### About this exercise
Say how many lines in the records contain "rough". The reply must consist of the number alone.

### Entries supplied
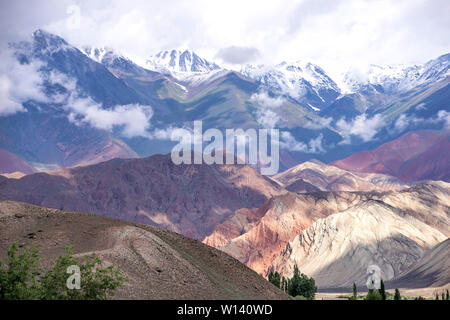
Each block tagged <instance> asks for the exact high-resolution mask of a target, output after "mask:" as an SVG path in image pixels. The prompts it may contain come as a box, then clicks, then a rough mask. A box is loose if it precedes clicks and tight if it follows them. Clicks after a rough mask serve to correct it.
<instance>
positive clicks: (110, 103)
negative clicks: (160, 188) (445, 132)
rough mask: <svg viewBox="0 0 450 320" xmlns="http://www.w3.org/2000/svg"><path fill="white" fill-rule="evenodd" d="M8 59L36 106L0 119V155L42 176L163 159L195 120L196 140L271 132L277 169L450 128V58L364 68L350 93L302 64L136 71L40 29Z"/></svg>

### Finished exercise
2